═════ Provided data ═════

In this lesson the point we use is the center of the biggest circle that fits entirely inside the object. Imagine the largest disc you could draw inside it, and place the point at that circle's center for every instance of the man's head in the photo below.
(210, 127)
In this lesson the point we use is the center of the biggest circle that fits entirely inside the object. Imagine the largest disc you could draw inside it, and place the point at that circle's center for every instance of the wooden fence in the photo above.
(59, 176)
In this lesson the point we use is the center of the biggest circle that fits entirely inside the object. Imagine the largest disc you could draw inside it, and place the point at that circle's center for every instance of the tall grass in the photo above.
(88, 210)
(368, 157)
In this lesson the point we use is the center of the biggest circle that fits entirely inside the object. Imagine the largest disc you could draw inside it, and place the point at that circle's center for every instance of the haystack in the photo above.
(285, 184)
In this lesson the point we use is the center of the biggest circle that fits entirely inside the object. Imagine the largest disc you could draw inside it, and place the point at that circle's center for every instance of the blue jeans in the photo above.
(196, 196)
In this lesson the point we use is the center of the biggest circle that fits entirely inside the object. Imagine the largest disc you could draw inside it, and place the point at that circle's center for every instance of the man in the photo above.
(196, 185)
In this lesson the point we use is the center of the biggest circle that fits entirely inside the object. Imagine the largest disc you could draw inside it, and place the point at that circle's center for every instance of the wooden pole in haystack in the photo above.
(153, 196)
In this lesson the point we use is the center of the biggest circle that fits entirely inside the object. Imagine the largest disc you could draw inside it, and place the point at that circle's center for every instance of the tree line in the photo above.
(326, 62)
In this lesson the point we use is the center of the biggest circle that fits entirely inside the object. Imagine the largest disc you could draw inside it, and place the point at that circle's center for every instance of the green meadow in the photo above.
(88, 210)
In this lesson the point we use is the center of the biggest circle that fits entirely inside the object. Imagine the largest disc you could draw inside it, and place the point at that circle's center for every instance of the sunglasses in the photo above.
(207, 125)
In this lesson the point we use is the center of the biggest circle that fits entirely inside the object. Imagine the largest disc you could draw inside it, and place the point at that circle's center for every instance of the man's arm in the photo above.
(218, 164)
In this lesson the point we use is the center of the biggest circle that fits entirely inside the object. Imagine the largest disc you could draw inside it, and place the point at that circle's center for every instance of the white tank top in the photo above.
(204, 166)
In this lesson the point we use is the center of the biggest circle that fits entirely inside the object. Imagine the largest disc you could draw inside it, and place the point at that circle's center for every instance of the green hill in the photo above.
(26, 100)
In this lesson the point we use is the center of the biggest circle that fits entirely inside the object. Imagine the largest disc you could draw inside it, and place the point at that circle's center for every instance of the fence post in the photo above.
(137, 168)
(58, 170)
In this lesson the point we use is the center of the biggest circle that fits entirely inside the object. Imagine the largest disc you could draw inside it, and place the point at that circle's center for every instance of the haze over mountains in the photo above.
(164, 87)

═════

# Exercise
The records above need copying. Do it exactly.

# Response to the task
In this lesson the point we use is the center of the biggest circle that fits entirely inside the object. Imagine the largest disc you could draw inside it, and place the point at that circle's center for every instance of the man's head in the photo below.
(210, 127)
In this lesson the point we use is the center of the biggest circle that fits entirely inside the object. Imagine the largest disc you could draw inside it, and place the point at that circle's center for every instance of the wooden fence in the photo above.
(59, 176)
In this lesson the point we use is the center of the biggest circle that fits entirely inside the object. Imagine the largest disc you could draw inside it, and place the point at that circle's center for every instance of the tall grass in the photo above.
(88, 210)
(368, 157)
In this lesson the point we use is the center of the biggest circle that fits entirely inside the object. Imagine the largest disc you could draw inside it, and place the point at that circle's center for every instance of the haystack in the photo above.
(285, 184)
In this lesson the point we use is the center of the biggest circle that fits entirely inside the object. Imagine the largest disc you could draw inside it, and place the point at that circle's center for every instance of the blue jeans in the photo above.
(196, 196)
In this lesson the point we use is the center of the biggest circle that fits entirely inside the object. Imagine the largest disc you could draw inside it, and place the point at that circle's center for every instance of the man in the photo above.
(196, 185)
In this lesson the point we use is the center of the biggest circle that fits entirely inside the object. Imagine the largest disc you could draw inside it, and place the point at that circle's center for every instance of the wooden pole in haystack in the photo above.
(153, 196)
In this lesson the point we use is the center of the biggest circle that fits entirely inside the object. Imagine the largest disc you could draw inside it, and place the point at that circle's center for every instance of the tree line in the photo above.
(326, 62)
In this lesson the point we use is the center of the biggest circle that fits entirely inside the object. Imagine the largest disc you could draw inside it, and place the point at that circle's center for every instance of the green meadow in the photo above.
(88, 210)
In this lesson the point we use is the center of the biggest circle that fits entirely inside the object. Imagine the largest disc you could draw inside it, and place the point at that circle's center for every instance of the sunglasses in the photo above.
(207, 125)
In this lesson the point we use is the center of the biggest circle that fits entirely inside the object. Imagine the largest disc you could draw inside it, and place the point at that circle's center for every instance of the man's arm in the photo above.
(218, 164)
In this lesson the point we use is the center of the biggest circle that fits entirely inside the object. Imagine the largest disc you could draw inside it, and place the point at that circle's center for every instance of the white tank top in the photo above.
(204, 166)
In this lesson the point we use is the center of the biggest circle that fits entirely inside the object. Imagine the largest disc you could draw inside it, and place the point at that circle's center for every instance of the green hill in the photo above.
(26, 100)
In this lesson the point we use is the center of the biggest circle that fits entirely inside the object. Imagine the largest disc you could draw inside it, and place the point at that circle's center for every instance of the fence post in the photo above.
(137, 168)
(58, 170)
In this lesson the point we use is the center of the biggest circle that fits entirely inside the object. Imagine the largest disc you could draw inside it, and place the point at that circle's center for every instance of the haze over mountains in the photo above.
(164, 87)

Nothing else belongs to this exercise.